▶ **Stated exercise a**: In the passage below, which chapter of Pattern Recognition does the writer name as a favorite?

▶ **Quoted passage**:
+ + + + +
I was blown away by "Singularity" too -- my favorite chapter in PR. I do consider PR to be an explicit response to 9/11, but as you indicate, part of the incredible power of the novel AS a response to 9/11 lies in its reticence, in the fact that for most of the book the event is barely even mentioned, yet it's this huge gaping hole just on the periphery of our vision, a singularity we can't escape but that will blind us if we peer too unwaveringly into its heart.

Gibson's line about the event existing outside of culture is not only true in itself, it points to the freak show of culture desperately trying to encompass it, to cover it over with its patina of hysterically insistent interpretation, and it just doesn't work and never will -- it's an event, a moment, that will ALWAYS remain outside of culture.

Reading Pattern Recognition, I was reminded of something Kim Stanley Robinson wrote to me days after 9/11, that we were left "trying to create a meaning for something that won't be mitigated by its meaning." The emptiness of loss and the emptiness that IS the inability of meaningfulness to inhere in or displace or mitigate the heart of the disaster become one emptiness. For me, the responses that acknowledge or embrace that emptiness within the fullness of our continuance are the ones that speak most powerfully TO our continuance. It's what Gibson succeeds in doing in Pattern Recognition. And it's what I've tried to do in my design for the World Trade Center Memorial --



-- where the lower portions of the WTC towers are turned inside out and become vast empty wells sunk into a gigantic staircase climbing into the sky and covered with gardens. By embracing the emptiness, we recognize that it can never be filled. Unfortunately, my design is in danger of being disqualified before the international memorial design competition even begins, because the authorities seem determined to finalize everything BUT a memorial first, and then limit the competition to designs that can be shoe-horned into the small patch of ground left over. Not unlike the culture's attempt to shoe-horn 9/11 itself into a convenient corner.
+ + + + +
▶ **Supplied data**:
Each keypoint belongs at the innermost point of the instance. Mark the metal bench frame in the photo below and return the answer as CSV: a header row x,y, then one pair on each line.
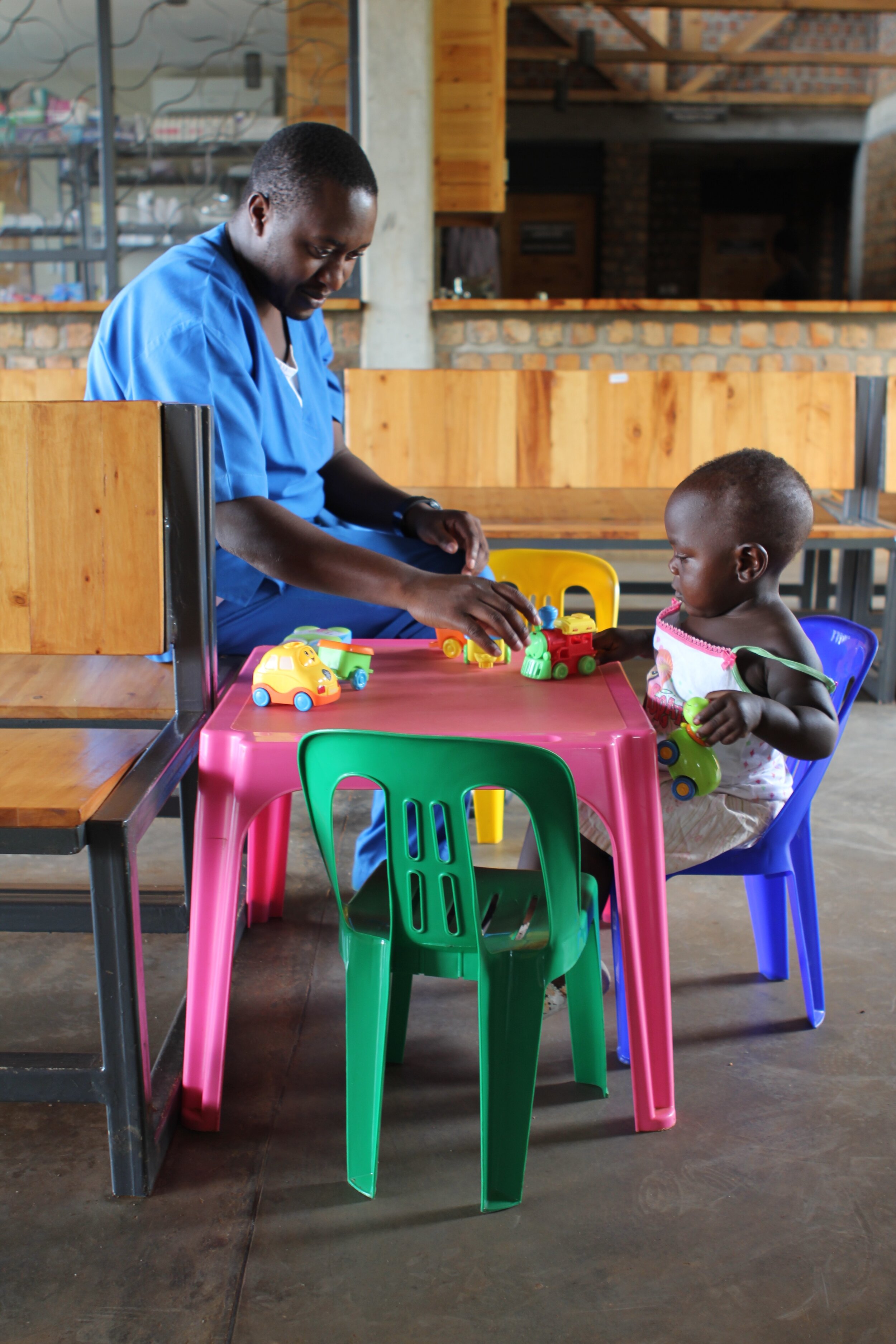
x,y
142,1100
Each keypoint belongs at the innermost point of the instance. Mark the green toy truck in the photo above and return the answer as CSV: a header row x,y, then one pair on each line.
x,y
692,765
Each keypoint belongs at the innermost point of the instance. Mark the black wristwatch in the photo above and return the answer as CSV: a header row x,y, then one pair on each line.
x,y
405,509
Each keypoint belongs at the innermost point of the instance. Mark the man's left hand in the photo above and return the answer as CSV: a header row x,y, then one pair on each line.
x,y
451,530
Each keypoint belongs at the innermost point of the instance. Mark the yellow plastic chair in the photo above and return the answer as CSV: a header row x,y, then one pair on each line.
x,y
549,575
+ + + + +
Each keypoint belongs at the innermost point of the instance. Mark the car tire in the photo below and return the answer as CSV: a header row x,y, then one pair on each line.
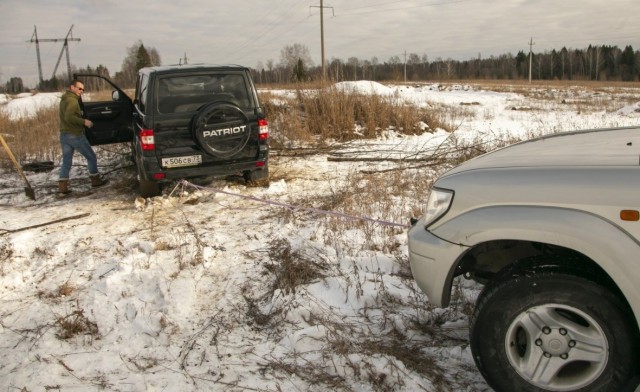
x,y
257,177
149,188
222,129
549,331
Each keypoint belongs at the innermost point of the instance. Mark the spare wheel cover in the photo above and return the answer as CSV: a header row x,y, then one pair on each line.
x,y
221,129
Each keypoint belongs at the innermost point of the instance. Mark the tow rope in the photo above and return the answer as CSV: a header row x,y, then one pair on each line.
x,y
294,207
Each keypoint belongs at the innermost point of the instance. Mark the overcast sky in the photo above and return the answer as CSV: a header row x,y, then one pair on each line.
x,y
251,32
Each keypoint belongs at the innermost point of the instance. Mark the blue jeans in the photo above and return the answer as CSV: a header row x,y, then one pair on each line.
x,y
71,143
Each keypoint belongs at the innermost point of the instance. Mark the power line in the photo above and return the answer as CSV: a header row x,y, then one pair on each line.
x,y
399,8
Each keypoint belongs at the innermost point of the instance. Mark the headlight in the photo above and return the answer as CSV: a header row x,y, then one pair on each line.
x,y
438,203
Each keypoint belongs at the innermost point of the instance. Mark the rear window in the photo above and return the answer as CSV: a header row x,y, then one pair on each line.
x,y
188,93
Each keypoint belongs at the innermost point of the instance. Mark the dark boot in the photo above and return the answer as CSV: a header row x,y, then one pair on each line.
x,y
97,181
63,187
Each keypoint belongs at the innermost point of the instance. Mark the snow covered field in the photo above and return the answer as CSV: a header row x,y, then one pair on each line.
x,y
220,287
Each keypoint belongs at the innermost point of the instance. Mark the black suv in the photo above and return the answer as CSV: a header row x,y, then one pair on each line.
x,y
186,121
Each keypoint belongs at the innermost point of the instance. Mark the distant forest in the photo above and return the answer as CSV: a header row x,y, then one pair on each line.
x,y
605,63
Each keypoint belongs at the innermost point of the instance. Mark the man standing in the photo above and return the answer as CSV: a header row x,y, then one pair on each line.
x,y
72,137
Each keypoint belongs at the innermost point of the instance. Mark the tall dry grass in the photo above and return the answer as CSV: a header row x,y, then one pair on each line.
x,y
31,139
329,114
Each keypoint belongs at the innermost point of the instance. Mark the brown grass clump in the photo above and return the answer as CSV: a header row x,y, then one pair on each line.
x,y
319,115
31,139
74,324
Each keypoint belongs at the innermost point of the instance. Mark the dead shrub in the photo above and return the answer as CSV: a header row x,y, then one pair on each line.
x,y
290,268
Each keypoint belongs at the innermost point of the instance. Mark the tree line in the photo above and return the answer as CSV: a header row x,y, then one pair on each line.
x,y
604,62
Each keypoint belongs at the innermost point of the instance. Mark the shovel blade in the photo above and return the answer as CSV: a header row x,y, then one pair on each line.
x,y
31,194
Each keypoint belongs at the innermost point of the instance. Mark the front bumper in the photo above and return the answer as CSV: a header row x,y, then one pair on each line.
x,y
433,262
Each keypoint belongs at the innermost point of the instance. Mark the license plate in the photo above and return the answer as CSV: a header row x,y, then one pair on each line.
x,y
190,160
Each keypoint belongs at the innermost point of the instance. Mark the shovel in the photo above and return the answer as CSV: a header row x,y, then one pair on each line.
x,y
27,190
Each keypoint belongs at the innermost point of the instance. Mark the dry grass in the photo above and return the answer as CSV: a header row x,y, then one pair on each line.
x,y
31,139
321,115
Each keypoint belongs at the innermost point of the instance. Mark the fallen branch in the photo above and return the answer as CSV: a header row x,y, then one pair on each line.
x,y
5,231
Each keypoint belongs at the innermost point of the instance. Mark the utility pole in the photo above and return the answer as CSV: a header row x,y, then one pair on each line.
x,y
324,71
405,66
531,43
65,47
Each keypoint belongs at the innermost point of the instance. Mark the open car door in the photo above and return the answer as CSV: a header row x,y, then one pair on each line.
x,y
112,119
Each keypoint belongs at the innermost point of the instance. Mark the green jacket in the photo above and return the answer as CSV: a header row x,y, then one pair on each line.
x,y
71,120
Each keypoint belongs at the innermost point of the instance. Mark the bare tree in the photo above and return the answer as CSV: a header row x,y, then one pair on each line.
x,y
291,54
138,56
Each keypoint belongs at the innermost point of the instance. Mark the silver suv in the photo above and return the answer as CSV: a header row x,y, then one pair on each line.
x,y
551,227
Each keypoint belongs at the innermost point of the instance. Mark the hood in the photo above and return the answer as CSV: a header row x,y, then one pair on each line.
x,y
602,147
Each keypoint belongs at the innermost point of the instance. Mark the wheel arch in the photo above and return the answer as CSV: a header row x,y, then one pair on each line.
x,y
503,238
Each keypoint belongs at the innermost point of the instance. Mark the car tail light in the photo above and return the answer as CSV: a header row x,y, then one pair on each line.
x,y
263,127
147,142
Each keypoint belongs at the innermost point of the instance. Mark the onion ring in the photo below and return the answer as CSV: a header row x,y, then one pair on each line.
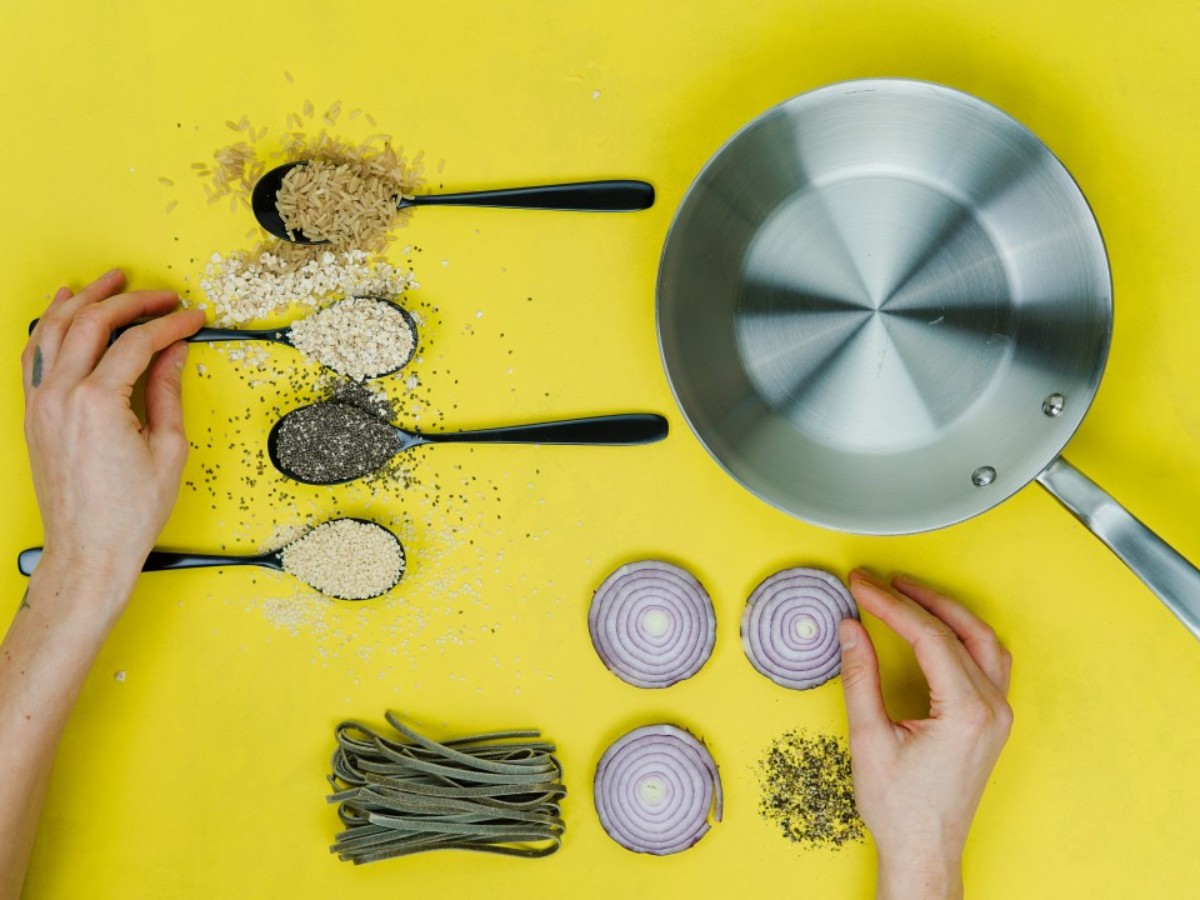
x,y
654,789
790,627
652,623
+ + + + +
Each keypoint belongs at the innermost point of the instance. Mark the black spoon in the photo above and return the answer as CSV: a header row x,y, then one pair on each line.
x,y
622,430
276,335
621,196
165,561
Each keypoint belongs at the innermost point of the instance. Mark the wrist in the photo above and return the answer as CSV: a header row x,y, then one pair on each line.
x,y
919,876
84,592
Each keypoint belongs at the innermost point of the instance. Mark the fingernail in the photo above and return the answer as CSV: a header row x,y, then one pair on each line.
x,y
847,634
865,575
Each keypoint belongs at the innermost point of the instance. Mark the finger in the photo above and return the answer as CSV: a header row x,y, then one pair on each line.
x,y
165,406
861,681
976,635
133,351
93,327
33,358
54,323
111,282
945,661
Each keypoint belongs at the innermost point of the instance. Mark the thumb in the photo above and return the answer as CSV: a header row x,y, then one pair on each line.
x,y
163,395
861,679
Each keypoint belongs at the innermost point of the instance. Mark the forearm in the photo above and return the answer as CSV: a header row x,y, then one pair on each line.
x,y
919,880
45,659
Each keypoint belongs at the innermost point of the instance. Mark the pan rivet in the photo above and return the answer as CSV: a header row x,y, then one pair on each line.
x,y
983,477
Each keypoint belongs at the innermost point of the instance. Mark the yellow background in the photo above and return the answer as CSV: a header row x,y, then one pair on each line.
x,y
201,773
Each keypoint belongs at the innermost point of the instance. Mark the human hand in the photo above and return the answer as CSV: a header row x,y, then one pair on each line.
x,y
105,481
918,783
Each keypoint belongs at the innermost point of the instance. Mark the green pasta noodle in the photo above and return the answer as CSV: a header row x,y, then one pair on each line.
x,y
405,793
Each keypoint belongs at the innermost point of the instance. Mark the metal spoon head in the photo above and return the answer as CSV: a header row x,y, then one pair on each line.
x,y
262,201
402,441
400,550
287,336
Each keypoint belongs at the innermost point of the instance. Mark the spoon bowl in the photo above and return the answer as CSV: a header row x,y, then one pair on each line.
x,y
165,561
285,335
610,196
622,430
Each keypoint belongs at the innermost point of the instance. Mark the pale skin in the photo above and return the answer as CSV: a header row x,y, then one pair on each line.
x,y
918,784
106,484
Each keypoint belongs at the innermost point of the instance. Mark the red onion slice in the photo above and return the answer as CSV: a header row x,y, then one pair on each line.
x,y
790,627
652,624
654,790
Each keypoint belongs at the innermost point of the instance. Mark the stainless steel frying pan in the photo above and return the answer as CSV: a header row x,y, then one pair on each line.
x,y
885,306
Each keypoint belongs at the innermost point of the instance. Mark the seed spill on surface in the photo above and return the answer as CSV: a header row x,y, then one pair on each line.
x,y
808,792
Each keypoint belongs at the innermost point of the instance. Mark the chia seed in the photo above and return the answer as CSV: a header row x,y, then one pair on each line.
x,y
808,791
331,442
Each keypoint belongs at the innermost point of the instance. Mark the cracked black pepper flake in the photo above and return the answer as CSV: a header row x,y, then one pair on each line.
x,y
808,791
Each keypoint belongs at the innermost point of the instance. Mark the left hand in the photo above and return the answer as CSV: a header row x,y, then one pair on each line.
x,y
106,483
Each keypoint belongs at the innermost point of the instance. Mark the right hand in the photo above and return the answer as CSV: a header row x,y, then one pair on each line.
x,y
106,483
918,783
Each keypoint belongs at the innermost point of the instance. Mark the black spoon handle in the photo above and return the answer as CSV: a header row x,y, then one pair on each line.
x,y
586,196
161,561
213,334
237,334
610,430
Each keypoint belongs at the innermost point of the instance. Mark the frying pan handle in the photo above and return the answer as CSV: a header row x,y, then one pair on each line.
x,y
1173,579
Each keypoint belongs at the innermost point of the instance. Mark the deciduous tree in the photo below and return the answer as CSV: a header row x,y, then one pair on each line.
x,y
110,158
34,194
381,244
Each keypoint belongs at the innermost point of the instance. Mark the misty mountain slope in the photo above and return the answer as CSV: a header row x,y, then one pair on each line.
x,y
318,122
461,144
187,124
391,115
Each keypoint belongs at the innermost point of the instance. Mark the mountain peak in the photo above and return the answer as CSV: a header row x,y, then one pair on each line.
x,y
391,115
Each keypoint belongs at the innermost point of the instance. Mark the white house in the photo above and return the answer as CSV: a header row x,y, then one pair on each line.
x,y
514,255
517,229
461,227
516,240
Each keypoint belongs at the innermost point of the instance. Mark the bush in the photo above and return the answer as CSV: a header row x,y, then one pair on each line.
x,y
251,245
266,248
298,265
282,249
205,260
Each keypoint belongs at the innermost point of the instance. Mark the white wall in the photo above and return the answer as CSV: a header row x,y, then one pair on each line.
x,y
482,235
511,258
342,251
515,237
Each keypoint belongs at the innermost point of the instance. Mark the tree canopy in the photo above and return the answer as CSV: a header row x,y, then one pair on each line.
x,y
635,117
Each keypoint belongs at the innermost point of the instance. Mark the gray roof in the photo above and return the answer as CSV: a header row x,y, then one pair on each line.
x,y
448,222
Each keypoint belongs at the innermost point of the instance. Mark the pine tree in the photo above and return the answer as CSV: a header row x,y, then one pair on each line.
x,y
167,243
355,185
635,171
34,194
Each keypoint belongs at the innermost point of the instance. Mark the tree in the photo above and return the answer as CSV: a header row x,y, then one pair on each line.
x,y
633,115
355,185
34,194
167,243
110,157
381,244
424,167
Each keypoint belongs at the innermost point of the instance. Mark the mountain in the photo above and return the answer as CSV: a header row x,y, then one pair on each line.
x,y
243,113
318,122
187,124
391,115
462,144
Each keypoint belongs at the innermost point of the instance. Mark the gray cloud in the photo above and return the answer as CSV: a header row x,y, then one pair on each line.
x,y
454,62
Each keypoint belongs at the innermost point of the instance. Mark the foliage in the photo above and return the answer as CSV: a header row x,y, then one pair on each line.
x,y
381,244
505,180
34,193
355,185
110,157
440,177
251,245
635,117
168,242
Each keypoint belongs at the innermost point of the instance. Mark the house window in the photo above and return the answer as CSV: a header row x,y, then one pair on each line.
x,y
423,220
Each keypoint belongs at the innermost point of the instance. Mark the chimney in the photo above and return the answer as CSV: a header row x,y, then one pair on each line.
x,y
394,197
+ + + + +
▶ **Stated exercise b**: Copy every line of the listing above that contains the string "wheel".

▶ **Result a**: "Singularity"

▶ **Result b**:
Each keypoint belongs at the innermost point of the instance. Mark the spare wheel cover in the photo above and return the answer as CSV: a header row x,y, then one pair on each line.
Each keypoint belongs at the innermost point of the instance. Mark the wheel arch in the photo above and return the answer as CSV: a header row x,y, then one pair on each line.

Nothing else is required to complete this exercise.